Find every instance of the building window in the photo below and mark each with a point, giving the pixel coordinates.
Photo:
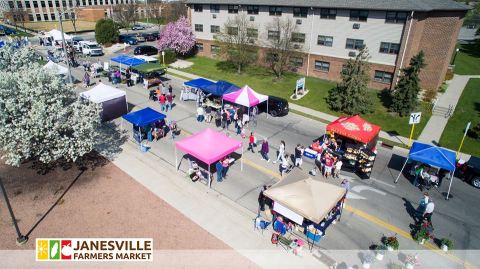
(275, 11)
(252, 32)
(391, 48)
(214, 29)
(298, 37)
(358, 15)
(328, 13)
(301, 12)
(273, 35)
(382, 76)
(322, 66)
(233, 9)
(396, 17)
(354, 44)
(198, 27)
(252, 10)
(326, 41)
(198, 8)
(296, 61)
(214, 8)
(232, 30)
(214, 49)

::::::::

(WHAT THE TASK REQUIRES)
Rewrite the item above with "building window" replaced by "glass pane" and everything else unchanged. Leave the picture out of your answer.

(SOLUTION)
Find every instance of the glass pane in the photo below and mark each with a point, giving the pixel coordinates.
Photo:
(275, 11)
(252, 32)
(391, 48)
(214, 29)
(298, 37)
(358, 15)
(328, 13)
(301, 12)
(273, 35)
(382, 76)
(322, 66)
(233, 9)
(396, 17)
(354, 44)
(198, 27)
(252, 10)
(326, 41)
(198, 8)
(296, 61)
(214, 8)
(232, 30)
(214, 49)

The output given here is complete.